▶ **Task to complete**: Without omitting anything, copy the data exactly.

▶ **Given entries**:
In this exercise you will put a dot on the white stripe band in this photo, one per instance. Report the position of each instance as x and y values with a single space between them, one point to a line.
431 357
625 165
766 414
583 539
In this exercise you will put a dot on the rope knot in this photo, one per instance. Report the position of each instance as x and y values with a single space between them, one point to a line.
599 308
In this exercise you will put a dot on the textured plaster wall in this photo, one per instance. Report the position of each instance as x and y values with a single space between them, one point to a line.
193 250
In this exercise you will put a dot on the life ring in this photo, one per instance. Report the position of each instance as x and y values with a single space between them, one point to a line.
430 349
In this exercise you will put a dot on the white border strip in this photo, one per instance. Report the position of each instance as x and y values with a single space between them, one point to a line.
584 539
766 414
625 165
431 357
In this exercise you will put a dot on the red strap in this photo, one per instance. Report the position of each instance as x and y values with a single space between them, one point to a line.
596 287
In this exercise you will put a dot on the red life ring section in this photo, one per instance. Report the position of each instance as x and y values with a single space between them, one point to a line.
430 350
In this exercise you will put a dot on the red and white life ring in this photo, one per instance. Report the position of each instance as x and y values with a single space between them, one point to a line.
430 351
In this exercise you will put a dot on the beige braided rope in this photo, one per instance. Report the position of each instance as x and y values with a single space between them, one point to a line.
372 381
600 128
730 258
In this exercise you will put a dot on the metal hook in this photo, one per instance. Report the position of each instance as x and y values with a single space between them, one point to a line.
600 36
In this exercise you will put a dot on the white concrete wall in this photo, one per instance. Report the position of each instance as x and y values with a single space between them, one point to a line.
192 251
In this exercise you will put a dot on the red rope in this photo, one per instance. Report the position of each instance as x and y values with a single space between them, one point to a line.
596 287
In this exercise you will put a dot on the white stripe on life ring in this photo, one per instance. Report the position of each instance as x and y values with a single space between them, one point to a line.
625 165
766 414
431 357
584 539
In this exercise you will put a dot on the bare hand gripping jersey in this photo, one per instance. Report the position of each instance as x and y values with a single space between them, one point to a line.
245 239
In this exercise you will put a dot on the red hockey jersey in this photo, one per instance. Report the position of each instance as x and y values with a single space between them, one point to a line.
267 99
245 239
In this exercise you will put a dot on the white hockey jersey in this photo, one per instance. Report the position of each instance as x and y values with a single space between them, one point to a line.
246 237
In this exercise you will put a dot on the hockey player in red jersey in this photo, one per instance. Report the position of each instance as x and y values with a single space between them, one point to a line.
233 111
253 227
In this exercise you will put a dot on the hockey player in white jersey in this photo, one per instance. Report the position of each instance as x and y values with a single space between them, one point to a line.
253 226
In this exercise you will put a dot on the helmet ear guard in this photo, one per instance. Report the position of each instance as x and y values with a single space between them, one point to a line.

▶ **Result of the exercise**:
In this exercise you will put a dot on the white stripe band in this photo, one per instance. Report the position of each instance as x and y values with a single space between them, one point to a line.
431 357
625 165
766 414
583 539
In this exercise you will put a dot on the rope knot in this photo, one per instance. Report the position of each instance as x and y values with a single space between them, one point to a line.
599 308
In this exercise you will put a dot on the textured plaster wall in this photo, one per instance. Report the position of each instance as x and y values with a single space between them, one point to a line.
193 250
In this exercise you will put a dot on the life ring in this photo, one per instance. Report the position of each instance as x and y values with a single space between them, one point to a line.
430 349
In this exercise you will put a dot on the white border strip in this photo, one per instance. Report the position of each instance as x and y values with a single space between them, one point to a line.
584 539
766 414
625 165
431 357
In this exercise you will put a dot on the red strap in this photo, one per instance. Report the position of each instance as x and y values with a single space between them, one point to a line.
596 287
In this exercise you will put a dot on the red life ring section in this photo, one per instance. Report the position of each instance as x and y values with a single space between them, one point to a line.
430 350
In this exercise you will put a dot on the red and white life ring in this photo, one per instance. Report the position of each instance as x and y values with a single space between them, one point to a line.
430 351
In this exercise you will put a dot on the beige braided rope in this photo, one per instance. Report the position of each instance as x and y values with a single space between them, one point to a line.
372 381
600 128
730 258
In this exercise you will put a dot on the metal hook in this photo, one per instance. Report the position of each instance as x and y values with a single space between them, one point to a line.
600 36
In this exercise you will put a dot on the white concrete wall in this photo, one per instance. Report the position of each instance as x and y values with a single space between them, one point to a line.
192 251
In this exercise you will put a dot on the red rope in this photo, one per instance. Report the position of each instance as x and y values with a single space between them, one point to a line.
596 287
In this exercise you will put a dot on the white stripe on life ring in this photo, one per instance. Report the position of each instance as x and y values with a single space between them, one point to a line.
625 165
766 414
431 357
584 539
In this exercise you will put a dot on the bare hand gripping jersey in this photo, one per instance. Report the position of each instance as x and y values with a single space between them, one point to a line.
245 239
In this exercise you will put a dot on the red hockey jersey in this photo, one per instance. Report the position of each instance as x and y values with a single space between them, one point to a line.
267 99
245 239
In this exercise you will put a dot on the white hockey jersey in this photo, one per instance. Report the position of each instance as x and y values with a single space between them, one point to a line.
246 237
In this exercise you will put a dot on the hockey player in red jersey in this photo, one per instance. Report the position of each instance as x and y values with a single space between them, one point to a line.
233 111
253 227
In this exercise you will put a dot on the hockey player in white jersey in this photo, one per instance. Report the position of each instance as x and y values with a single space between them, one point to a line.
253 226
In this exercise you will put a dot on the helmet ear guard in this photo, one per instance. Report the position of each instance as x and y values with a single space between them, one point to a line.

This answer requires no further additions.